▶ **PASSAGE PROVIDED**:
....
Hektoen International

A Journal of Medical Humanities

Fifty years on an Englishman recalls Cook County Hospital

Simon Cohen
London

Cook County Hospital, Chicago, IL

In 1968 I was a senior registrar at a London teaching hospital. My ambition was to become a staff member at a major London institution and at that time one of the requirements was a qualification known as the BTA (Been to America). My chief, probably correctly, recognized that I was not much of a researcher, so I would need a clinical job to get the BTA. He received a request from Cook County Hospital in Chicago to send a suitable person to be an instructor in medicine. Cook County Hospital had a reputation for providing vast clinical experience.

When I arrived in Chicago I was met by some distant relatives who kindly helped me find accommodation—a small apartment in Canterbury Court on State and Division. This had been a very reputable building in the thirties but they did not realise, and I eventually found out, that it functioned partly as a brothel. When I arrived at County Hospital I was warmly greeted by my colleagues and the staff. I was overwhelmed when the head of the department gave me his old car, a Volkswagen.

The hospital itself was something a shock. When I entered I noted a plaque on the wall in memory of an intern who fell in the line of duty, killed by a patient’s angry relative. The hospital serves a poor part of the city and there were many problems related to alcohol. In particular, there were frequent admissions of patients with delirium tremens, a condition when withdrawal from alcohol causes shakes and sweats and the patient suffers frightening visual, often zoological, hallucinations. At that time the treatment for such a condition included chaining the patients to the bed. On one famous occasion a patient was seen running down the corridor with the bed still attached to his back.

The day started in the ward office where the residents gave a morning report on the patients. I found this a little strange, although it is very common practice, because I expected such presentations to take place at the bedside. There were also expressions that I needed to learn such as a patient had “taken the pipe”—that is, he had died overnight.
....
▶ **PROVIDED INFORMATION**:
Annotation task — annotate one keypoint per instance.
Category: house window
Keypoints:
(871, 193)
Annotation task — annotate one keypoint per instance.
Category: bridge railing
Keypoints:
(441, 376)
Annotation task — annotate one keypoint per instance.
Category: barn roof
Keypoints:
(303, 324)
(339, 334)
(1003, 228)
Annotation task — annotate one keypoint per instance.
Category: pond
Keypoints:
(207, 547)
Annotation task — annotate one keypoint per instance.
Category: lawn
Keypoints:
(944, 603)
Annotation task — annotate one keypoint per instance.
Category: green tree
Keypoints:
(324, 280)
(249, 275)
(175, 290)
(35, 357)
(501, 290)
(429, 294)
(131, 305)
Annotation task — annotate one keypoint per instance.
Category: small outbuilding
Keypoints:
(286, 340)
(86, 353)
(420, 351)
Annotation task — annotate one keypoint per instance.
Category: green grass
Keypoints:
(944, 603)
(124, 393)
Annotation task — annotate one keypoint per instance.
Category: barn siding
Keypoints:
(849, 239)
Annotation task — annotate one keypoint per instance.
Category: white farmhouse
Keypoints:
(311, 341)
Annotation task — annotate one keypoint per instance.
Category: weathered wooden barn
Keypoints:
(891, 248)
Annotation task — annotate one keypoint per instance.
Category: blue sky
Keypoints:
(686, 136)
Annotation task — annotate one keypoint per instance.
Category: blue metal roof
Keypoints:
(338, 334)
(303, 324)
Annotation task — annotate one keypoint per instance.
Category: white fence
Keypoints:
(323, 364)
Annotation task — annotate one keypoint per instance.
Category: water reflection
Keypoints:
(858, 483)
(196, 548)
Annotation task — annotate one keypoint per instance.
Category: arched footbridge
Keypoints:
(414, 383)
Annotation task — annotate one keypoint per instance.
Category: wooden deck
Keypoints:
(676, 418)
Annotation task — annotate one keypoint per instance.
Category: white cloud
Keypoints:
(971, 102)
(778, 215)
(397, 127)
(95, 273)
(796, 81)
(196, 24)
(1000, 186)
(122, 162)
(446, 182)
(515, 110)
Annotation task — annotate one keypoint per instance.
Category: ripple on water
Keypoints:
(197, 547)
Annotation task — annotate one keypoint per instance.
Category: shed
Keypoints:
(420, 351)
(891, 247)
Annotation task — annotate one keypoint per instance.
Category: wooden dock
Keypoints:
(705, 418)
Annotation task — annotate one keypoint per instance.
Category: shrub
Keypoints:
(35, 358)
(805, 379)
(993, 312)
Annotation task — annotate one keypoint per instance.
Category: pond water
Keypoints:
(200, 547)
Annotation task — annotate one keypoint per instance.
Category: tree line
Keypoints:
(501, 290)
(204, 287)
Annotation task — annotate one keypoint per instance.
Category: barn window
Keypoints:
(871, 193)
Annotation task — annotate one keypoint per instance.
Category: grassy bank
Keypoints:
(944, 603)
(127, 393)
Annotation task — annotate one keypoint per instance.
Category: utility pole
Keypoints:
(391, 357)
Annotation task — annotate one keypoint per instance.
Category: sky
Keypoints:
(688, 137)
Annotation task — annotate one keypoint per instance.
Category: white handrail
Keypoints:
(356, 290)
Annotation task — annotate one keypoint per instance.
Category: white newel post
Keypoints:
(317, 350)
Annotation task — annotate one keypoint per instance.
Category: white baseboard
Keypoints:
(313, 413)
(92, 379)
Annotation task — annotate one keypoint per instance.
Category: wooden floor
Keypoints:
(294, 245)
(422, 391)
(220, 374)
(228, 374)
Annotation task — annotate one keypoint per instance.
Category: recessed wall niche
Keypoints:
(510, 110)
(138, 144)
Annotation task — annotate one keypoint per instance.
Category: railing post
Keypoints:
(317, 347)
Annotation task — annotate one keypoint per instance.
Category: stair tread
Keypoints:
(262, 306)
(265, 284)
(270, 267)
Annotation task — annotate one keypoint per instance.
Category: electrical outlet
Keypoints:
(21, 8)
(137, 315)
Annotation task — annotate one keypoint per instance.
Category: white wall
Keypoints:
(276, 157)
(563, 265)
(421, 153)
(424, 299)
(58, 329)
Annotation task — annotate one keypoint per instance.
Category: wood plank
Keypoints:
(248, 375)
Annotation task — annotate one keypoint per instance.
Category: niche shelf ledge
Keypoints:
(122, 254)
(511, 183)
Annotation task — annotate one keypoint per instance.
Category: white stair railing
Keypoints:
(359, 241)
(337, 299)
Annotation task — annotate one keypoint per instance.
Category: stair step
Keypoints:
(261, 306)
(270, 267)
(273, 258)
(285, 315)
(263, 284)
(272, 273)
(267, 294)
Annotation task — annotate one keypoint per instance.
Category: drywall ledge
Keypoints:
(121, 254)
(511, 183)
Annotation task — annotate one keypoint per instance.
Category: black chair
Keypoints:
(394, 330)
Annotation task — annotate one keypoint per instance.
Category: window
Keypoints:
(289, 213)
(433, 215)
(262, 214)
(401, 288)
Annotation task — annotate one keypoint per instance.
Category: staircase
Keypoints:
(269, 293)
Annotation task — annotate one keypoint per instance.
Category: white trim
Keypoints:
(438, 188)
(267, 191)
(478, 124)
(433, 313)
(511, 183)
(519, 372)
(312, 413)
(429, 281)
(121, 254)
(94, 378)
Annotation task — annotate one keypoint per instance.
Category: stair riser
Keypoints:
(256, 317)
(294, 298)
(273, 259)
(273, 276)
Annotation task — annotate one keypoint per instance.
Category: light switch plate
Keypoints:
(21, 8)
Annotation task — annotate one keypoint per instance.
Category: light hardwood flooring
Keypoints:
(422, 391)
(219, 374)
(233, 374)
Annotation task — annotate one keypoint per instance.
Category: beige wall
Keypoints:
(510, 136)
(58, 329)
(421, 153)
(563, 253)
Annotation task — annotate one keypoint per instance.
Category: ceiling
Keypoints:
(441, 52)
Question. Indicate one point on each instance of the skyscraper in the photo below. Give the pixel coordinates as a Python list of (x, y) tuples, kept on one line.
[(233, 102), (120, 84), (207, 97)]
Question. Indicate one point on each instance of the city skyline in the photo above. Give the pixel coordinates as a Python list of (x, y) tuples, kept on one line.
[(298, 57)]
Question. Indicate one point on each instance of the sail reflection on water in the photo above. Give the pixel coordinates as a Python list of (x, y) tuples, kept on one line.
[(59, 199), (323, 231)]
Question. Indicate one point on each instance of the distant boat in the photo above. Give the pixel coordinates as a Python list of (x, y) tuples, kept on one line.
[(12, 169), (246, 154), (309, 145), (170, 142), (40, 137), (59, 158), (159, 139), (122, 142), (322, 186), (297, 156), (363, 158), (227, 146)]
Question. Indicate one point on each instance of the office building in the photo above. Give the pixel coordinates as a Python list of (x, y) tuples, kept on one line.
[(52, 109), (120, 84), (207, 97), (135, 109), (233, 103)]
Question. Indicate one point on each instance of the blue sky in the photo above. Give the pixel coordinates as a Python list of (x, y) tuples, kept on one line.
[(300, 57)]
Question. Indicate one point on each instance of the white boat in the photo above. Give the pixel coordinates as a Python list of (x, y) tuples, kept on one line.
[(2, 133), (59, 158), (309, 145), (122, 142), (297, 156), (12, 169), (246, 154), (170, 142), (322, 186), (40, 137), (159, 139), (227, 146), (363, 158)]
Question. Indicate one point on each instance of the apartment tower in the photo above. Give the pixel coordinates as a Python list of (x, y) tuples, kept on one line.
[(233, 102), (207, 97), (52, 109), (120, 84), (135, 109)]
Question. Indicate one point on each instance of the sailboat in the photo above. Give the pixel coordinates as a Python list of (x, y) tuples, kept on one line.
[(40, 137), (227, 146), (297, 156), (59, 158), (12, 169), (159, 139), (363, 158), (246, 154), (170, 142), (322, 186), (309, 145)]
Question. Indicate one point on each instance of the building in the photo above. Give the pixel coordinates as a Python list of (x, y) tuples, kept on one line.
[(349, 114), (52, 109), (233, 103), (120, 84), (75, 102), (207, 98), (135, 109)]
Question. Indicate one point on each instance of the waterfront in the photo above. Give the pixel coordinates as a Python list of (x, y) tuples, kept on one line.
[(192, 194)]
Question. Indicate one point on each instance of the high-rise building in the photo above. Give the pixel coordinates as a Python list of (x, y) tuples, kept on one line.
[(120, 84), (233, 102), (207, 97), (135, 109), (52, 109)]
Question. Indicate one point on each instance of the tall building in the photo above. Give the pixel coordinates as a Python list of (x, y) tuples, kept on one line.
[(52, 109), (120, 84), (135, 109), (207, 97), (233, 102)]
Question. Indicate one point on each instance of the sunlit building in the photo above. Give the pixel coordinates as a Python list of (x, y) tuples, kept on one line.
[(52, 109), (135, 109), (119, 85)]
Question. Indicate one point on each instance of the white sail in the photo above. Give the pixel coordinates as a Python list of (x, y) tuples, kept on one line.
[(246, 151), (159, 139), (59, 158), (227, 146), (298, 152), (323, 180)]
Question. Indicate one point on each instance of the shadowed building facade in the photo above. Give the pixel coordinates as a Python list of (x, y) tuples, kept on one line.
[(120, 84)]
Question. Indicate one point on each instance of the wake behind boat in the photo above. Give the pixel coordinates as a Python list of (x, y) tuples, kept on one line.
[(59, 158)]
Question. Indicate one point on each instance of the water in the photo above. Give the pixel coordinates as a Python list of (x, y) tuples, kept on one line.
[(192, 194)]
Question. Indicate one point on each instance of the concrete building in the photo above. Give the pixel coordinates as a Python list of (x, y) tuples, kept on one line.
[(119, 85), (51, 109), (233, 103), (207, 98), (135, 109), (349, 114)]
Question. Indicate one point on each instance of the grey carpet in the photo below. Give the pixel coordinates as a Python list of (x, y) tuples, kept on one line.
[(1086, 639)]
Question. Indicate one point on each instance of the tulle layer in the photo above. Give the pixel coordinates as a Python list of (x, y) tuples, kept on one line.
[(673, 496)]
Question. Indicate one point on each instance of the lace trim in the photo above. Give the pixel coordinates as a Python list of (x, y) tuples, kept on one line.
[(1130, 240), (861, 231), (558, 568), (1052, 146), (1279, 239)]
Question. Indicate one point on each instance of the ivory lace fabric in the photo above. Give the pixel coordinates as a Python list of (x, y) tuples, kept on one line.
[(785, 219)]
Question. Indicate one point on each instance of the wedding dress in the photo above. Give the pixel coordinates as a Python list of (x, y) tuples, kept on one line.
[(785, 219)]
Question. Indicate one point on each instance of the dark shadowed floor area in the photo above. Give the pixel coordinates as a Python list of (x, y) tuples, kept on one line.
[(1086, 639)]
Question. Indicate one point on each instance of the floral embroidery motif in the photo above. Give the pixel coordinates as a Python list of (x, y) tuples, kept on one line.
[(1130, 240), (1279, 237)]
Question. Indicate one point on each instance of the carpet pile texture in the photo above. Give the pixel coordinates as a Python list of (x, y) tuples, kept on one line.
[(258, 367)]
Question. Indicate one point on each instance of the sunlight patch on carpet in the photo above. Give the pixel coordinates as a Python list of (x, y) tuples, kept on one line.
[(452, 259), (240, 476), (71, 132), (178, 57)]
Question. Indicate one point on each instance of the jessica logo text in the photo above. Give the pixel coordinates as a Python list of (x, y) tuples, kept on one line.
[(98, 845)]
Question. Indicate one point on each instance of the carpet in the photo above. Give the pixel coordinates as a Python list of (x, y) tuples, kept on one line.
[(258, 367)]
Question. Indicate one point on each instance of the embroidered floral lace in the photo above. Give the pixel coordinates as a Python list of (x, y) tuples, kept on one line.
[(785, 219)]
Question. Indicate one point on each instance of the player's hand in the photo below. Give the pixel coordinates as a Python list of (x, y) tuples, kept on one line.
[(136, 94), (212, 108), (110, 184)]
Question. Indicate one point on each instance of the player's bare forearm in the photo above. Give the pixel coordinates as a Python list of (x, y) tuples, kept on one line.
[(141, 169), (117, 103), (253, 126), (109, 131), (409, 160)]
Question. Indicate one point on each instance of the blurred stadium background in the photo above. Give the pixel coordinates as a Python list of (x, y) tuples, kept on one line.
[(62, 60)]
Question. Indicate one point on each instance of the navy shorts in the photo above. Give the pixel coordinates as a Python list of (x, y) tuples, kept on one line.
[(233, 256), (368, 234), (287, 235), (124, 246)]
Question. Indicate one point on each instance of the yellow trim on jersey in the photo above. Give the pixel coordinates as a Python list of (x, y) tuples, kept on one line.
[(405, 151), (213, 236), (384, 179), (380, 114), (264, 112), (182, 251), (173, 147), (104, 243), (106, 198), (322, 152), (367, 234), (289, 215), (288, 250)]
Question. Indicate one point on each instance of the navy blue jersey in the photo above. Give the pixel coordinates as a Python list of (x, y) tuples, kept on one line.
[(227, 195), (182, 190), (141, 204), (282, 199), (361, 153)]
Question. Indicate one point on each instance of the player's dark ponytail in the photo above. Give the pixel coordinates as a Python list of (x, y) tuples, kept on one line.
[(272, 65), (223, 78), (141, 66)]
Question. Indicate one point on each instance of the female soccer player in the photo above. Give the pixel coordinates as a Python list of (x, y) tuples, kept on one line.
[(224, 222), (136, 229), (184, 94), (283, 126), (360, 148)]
....
▶ **ACTIVITIES**:
1 > Decide whether each statement agrees with the Cook County Hospital text. Answer yes or no, and quote the deciding words.
(a) The apartment building in Canterbury Court had once been highly regarded.
(b) The head of the department gave the author a Ford.
(c) The residents gave the morning report at the bedside.
2 > Copy the Cook County Hospital text word for word, from "When I arrived in" up to and including "car, a Volkswagen.".

▶ **RESPONSE LIST**:
1 >
(a) Yes: "This had been a very reputable building in the thirties"
(b) No: "the head of the department gave me his old car, a Volkswagen"
(c) No: "The day started in the ward office where the residents gave a morning report on the patients."

2 >
When I arrived in Chicago I was met by some distant relatives who kindly helped me find accommodation—a small apartment in Canterbury Court on State and Division. This had been a very reputable building in the thirties but they did not realise, and I eventually found out, that it functioned partly as a brothel. When I arrived at County Hospital I was warmly greeted by my colleagues and the staff. I was overwhelmed when the head of the department gave me his old car, a Volkswagen.